From the records below, copy each line in which the string "handbag" occurs.

(RECORDS SUPPLIED Opens)

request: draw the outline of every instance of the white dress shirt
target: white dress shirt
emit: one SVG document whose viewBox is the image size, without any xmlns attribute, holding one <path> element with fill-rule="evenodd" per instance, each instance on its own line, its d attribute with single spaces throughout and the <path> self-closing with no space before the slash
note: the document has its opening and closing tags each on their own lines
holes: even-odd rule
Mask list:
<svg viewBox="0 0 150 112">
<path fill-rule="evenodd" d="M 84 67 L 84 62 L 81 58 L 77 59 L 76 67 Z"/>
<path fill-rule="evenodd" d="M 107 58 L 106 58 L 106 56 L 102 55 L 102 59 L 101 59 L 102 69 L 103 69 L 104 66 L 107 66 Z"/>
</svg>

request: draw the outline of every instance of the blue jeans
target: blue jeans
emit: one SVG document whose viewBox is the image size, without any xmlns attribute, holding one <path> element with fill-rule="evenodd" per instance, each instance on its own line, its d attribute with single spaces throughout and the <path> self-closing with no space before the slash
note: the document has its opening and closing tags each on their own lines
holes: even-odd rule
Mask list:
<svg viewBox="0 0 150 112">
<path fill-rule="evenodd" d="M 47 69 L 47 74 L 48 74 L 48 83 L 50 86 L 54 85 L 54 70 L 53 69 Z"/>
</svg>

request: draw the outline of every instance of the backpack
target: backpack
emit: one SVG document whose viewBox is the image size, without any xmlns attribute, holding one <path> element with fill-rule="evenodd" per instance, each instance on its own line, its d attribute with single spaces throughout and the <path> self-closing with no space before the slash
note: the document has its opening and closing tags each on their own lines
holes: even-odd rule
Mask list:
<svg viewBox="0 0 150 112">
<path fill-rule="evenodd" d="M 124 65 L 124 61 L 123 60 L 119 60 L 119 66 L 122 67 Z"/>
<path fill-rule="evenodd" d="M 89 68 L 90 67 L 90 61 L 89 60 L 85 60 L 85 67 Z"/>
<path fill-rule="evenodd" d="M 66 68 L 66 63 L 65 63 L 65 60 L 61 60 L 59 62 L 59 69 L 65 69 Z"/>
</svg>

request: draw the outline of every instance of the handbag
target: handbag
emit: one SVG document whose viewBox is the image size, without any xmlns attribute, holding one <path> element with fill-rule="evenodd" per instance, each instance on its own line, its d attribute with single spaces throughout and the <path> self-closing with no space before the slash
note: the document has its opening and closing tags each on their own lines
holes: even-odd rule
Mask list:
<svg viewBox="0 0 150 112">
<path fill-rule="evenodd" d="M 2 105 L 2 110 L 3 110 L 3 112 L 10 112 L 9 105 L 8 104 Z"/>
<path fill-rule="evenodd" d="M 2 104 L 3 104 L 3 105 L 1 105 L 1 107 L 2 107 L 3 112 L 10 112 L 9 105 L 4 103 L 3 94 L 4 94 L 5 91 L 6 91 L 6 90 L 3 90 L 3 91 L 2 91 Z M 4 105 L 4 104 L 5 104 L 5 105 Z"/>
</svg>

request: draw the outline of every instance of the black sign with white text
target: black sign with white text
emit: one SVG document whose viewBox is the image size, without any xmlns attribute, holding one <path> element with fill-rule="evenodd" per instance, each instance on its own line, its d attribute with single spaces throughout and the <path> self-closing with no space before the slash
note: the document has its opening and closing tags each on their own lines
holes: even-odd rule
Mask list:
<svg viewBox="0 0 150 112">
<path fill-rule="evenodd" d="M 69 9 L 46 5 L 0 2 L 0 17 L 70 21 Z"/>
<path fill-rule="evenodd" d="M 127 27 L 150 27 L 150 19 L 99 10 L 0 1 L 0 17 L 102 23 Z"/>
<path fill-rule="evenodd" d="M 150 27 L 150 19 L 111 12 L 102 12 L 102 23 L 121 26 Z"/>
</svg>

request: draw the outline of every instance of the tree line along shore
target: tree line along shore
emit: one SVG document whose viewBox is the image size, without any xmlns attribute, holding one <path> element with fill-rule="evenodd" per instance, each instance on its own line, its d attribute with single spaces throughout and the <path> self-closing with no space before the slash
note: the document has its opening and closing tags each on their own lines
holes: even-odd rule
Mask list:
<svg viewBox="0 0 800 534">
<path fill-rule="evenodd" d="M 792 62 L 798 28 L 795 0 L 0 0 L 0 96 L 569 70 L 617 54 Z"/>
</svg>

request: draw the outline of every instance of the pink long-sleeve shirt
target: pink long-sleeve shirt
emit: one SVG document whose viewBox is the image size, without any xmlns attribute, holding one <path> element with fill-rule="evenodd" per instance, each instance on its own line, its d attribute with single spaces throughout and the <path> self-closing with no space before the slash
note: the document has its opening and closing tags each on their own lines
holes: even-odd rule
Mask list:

(RECORDS SUPPLIED Closes)

* RESPONSE TO THE EXERCISE
request: draw the outline of every instance of the handbag
target: handbag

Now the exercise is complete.